Required task
In the items from the line with "Q: In the image above, where is the cardboard" up to and including the line with "383;76;412;101", rename "cardboard box" to "shipping carton". Give those lines again with nothing else altered.

[Region labeling items]
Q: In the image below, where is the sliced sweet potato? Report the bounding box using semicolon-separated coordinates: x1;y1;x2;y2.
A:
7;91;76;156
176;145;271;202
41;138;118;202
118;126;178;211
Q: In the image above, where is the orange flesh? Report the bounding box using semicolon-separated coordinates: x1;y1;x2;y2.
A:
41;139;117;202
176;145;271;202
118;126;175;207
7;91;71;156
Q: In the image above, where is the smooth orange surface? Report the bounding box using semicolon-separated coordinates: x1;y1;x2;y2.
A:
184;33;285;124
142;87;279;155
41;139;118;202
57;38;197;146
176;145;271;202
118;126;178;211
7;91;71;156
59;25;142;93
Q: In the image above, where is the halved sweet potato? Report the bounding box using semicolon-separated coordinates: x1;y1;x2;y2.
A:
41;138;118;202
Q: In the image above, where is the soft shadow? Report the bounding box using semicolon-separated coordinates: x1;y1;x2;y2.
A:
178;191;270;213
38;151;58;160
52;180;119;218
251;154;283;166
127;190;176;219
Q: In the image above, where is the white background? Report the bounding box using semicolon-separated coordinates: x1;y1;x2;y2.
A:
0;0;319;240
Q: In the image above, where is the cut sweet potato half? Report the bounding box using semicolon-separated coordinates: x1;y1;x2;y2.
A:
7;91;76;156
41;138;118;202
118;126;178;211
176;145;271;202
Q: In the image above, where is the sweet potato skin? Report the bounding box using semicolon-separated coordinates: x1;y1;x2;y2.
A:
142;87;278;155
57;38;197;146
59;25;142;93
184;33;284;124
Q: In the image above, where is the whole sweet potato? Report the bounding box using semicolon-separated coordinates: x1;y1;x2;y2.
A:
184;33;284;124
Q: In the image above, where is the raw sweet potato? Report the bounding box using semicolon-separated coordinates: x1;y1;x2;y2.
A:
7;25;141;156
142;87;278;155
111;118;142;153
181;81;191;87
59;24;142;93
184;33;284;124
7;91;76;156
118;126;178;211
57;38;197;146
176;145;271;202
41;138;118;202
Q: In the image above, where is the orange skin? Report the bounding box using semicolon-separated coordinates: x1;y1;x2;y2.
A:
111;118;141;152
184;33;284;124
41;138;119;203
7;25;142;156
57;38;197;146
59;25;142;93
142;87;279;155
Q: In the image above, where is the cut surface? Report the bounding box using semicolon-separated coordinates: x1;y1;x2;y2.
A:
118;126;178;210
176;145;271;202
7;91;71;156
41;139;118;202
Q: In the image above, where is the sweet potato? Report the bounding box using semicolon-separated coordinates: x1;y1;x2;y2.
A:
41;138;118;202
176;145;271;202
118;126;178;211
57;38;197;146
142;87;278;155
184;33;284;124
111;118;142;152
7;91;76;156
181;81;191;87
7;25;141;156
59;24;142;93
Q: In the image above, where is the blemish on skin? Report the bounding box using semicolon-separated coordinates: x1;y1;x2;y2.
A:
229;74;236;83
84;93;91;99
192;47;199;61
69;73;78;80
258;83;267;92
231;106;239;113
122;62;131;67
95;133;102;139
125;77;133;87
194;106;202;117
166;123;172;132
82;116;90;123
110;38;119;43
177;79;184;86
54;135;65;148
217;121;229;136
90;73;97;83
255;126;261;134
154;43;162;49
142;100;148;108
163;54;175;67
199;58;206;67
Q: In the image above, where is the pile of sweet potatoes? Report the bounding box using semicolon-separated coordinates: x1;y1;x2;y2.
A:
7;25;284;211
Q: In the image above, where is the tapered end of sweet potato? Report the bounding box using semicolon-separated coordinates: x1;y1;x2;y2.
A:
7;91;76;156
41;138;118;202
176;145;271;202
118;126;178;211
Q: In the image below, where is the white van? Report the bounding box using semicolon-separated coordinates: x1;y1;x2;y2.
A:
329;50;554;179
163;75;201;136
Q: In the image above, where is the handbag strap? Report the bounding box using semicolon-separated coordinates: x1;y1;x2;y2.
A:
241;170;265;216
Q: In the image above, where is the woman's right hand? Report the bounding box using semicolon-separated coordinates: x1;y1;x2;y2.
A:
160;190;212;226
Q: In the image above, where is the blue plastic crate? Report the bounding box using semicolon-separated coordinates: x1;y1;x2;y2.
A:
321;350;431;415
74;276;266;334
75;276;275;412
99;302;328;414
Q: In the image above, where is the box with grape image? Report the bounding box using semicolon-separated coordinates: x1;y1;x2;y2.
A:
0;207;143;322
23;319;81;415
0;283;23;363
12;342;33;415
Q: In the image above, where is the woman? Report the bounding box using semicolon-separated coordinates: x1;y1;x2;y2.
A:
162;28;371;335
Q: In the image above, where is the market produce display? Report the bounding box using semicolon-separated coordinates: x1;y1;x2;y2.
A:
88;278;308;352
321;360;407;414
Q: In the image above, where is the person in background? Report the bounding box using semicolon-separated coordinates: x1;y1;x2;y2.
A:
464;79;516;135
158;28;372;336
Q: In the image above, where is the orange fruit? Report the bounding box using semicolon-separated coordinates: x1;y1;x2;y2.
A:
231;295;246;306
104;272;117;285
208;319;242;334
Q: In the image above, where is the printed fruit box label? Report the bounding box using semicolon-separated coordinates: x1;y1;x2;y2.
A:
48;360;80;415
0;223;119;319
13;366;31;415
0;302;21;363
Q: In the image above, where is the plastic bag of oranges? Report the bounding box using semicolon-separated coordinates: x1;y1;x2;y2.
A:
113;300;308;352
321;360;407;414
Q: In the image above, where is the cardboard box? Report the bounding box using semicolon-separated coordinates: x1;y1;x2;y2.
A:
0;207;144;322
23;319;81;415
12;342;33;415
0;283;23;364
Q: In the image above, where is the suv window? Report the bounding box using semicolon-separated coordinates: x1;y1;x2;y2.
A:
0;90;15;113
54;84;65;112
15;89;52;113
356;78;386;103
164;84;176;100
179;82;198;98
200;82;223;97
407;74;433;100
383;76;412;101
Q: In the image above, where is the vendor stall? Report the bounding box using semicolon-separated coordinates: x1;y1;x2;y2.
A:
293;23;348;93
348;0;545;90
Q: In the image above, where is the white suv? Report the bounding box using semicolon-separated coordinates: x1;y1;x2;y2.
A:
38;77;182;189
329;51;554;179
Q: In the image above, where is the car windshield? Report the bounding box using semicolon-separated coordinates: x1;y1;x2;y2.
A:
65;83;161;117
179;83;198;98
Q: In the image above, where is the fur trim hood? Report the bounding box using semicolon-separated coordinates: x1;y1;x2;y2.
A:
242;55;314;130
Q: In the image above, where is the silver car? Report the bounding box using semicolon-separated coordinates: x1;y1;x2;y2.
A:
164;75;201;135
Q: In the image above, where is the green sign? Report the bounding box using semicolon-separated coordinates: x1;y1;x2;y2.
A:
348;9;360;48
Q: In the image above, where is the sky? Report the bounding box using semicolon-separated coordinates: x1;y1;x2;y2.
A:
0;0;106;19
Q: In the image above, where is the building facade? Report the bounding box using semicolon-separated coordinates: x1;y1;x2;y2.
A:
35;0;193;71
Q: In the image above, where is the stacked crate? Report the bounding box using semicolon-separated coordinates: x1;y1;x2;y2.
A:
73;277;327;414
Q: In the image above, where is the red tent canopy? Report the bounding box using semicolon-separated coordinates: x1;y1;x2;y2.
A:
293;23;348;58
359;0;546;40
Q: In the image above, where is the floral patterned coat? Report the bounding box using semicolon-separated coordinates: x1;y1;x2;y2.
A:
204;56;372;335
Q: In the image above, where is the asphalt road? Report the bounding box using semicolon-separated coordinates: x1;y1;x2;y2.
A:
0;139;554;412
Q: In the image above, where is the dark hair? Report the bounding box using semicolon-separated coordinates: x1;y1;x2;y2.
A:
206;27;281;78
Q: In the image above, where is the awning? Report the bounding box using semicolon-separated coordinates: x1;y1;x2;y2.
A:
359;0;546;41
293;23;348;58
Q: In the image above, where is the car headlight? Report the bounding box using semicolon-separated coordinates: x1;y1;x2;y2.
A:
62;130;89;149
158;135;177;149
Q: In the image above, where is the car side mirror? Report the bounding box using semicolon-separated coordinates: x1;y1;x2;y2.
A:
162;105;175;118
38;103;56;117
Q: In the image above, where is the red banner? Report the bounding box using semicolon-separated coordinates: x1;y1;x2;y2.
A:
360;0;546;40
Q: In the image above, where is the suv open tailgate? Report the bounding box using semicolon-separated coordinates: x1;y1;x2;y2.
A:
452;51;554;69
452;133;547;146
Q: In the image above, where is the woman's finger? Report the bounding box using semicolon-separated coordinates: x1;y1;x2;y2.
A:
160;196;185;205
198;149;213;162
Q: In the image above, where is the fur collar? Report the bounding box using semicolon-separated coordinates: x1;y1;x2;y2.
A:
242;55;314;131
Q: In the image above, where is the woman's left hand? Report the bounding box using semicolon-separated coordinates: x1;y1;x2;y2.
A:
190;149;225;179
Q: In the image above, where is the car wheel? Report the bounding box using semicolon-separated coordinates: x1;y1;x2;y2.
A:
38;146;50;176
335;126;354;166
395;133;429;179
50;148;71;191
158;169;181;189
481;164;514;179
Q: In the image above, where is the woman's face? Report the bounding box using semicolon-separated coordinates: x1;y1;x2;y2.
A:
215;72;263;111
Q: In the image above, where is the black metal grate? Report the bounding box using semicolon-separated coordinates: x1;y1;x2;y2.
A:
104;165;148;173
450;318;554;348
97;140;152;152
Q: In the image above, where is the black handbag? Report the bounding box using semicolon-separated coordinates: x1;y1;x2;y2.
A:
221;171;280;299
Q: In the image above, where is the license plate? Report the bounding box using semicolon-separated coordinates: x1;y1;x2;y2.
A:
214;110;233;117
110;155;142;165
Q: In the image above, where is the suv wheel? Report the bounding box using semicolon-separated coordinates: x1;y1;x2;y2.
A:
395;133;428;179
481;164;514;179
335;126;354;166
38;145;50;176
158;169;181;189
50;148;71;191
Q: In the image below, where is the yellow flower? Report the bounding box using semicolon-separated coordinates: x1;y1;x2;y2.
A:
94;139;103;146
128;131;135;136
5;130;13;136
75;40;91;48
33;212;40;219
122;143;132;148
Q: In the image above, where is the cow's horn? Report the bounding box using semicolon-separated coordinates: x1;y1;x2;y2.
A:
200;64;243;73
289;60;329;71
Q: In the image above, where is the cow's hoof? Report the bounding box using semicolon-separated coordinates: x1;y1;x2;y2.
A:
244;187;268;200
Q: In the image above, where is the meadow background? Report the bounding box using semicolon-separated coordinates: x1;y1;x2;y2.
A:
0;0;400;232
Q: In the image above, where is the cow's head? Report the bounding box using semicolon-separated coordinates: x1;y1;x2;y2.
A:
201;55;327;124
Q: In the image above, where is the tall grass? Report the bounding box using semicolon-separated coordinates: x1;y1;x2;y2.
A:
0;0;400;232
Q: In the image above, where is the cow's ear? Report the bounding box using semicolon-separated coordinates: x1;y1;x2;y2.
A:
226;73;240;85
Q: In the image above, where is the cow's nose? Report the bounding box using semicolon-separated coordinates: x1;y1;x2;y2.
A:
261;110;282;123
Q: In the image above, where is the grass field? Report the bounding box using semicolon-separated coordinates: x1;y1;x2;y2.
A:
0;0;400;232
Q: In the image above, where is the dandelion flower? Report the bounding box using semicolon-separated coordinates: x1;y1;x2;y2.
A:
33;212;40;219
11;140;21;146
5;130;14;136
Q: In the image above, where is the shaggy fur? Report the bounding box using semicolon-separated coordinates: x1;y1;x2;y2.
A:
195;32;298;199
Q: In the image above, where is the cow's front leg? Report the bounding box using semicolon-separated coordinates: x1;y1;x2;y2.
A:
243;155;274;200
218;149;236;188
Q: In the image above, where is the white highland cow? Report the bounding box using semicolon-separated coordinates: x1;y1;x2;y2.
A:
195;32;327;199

Exercise response
Q: In the image above, where is the shipping carton? Report the bounding box using semicolon-separated coordinates: x1;y1;x2;y2.
A:
0;207;144;322
23;319;81;415
12;342;33;415
0;283;23;364
Q: In the image above, where is the suv window? Report the bounding box using semicolon-separated coordinates: x1;y1;x2;y2.
A:
0;90;15;113
54;84;65;112
15;89;52;113
356;78;386;103
164;84;176;100
179;82;198;98
200;82;223;97
407;74;433;100
383;76;412;101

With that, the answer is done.